• Document segment:
----------

Don't Believe "Experts" Or "Nice People" Without Proof -
Ask To See Independently Published Studies In Peer-Reviewed Medical Journals

Much of what great numbers of people assume to be true are found to be false when critical analysis is applied.

All too often, smart marketing people use these notions and assumptions as hot-buttons to sell you something that is not as valuable as it seems. Sometimes what they sell or get people to believe is actually not so good for you.

Organic Whole-Food Vitamins?
A good example of this is "organic whole-food-grown-type" vitamins. While they seem wonderfully natural, and are sold as "whole-food," they actually are not "whole-food," and they cost 4 to 14 times more than other vitamin products while delivering doses of nutrients that peer-reviewed medical journal studies show to be too low to do much good.

Vitamins cannot be "organic" the way food can be. This word is misused to sell these products.

By law a vitamin product that is called "organic" on the label must contain 70 percent organic materials, usually from organic foods.

So the vitamin content can be no more than 30 percent of the tablet, making the doses of vitamins and minerals in the tablets too low to produce optimal effects.

----------

• Supplied information:
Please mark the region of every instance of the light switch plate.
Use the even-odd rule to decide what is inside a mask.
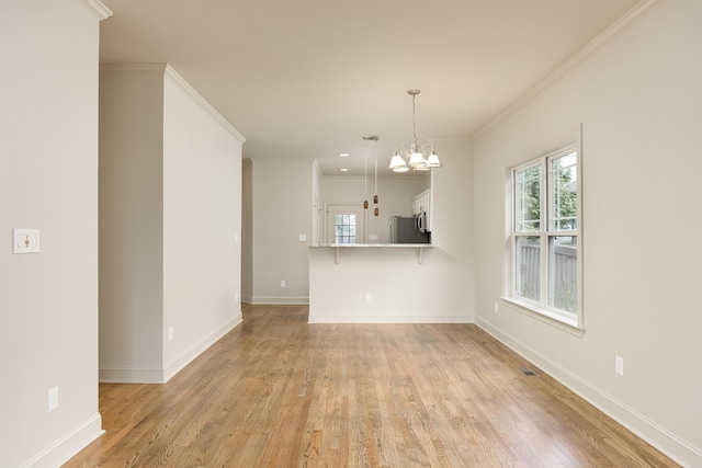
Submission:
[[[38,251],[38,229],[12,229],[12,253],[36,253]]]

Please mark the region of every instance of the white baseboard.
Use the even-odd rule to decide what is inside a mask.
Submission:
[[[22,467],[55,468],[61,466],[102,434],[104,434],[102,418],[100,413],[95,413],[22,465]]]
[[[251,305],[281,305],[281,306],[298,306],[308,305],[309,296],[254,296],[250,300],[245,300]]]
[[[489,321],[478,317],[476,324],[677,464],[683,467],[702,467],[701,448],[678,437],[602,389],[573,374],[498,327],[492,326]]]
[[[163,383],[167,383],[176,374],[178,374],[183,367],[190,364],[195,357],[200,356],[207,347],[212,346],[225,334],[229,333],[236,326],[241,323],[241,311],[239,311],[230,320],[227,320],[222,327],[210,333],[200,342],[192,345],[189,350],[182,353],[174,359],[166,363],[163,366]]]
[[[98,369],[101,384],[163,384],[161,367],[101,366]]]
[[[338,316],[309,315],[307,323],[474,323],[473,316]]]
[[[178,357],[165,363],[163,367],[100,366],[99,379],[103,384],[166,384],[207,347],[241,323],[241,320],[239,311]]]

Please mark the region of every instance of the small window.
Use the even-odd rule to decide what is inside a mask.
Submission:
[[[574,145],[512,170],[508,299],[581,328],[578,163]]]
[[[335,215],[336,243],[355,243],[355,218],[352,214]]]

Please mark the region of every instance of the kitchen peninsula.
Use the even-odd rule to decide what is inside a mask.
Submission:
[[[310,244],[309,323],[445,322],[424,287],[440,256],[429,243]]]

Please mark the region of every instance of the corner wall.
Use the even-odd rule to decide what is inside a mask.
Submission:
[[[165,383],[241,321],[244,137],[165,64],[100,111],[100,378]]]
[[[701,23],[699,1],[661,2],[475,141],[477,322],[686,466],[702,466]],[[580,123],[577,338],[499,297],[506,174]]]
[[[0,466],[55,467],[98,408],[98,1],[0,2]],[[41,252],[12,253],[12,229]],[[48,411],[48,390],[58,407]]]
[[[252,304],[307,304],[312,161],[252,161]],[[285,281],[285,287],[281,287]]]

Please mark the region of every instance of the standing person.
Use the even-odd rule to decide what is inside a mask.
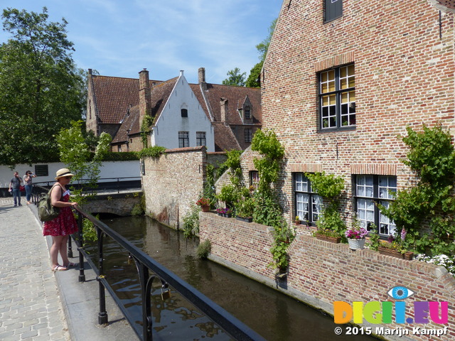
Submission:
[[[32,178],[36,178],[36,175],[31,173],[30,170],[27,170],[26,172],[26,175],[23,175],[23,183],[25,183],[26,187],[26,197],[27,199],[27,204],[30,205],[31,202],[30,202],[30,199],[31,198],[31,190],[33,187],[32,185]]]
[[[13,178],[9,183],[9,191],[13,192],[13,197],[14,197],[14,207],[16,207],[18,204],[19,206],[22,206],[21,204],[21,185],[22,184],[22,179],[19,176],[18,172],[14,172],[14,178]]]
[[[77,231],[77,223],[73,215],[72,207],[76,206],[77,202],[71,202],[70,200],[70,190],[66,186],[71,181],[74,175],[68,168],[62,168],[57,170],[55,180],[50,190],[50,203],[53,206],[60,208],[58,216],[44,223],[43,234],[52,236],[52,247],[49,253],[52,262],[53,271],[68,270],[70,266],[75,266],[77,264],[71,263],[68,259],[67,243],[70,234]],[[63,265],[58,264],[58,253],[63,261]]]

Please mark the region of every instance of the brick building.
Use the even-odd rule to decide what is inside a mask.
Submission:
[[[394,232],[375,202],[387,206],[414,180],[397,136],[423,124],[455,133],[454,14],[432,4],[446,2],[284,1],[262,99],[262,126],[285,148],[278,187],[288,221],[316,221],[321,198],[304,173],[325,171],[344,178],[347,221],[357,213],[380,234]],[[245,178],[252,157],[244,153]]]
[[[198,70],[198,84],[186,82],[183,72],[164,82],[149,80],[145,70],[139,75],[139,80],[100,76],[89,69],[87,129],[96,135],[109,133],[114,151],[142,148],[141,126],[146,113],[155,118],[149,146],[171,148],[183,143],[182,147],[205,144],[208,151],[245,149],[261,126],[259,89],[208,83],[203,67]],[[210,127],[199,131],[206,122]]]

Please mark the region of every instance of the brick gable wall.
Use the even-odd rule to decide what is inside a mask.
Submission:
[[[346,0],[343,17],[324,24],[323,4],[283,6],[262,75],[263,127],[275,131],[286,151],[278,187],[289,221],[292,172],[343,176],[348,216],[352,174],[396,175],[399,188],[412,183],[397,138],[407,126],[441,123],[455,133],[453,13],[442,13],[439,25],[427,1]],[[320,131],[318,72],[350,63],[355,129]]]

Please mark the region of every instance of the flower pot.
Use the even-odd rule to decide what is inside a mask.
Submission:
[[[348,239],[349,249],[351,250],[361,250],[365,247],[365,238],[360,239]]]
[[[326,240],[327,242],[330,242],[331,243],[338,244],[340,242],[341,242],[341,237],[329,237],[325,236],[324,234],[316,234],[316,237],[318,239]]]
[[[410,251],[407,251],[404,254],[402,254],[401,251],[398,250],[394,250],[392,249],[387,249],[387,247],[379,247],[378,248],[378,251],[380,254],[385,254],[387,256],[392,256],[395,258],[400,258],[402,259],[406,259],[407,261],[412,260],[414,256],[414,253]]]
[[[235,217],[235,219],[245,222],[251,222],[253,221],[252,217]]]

----------

• Assignment:
Continue the text on organic whole-food vitamins from the point where it stops.

• Reply:
Furthermore, a tablet amount of organic foods (1,000 milligrams) can't compare to a real organic orange or a peach or organic brocolli that might weigh 84,000 milligrams, which is three ounces. People pay high prices for doses of important nutrients like calcium in "organic whole-food-grown-type" vitamins that are too low to provide important benefits, like improving bone density or reducing the risk of bone fractures.

The North American Menopause Society says, that postmenopausal women need a minimum of 1,200 mg of calcium per day to keep their bones healthy.

Having less can produce a harmful deficiency to someone like a senior woman who has a critical need for full potencies of calcium to build her bones and reduce her risk of bone fractures. She is likely to lose bone and suffer more bone fractures if she depends on the small doses of what these marketers are selling as "whole-food calcium."

At this time "organic" is a magic word and a hotbutton to people who are religiously seeking healthy products. People buy things that are organic without even looking critically at what they are buying. While we all want organic, clean, pesticide-free food, vitamins with any kind of useful potency are not "organic" and can't be.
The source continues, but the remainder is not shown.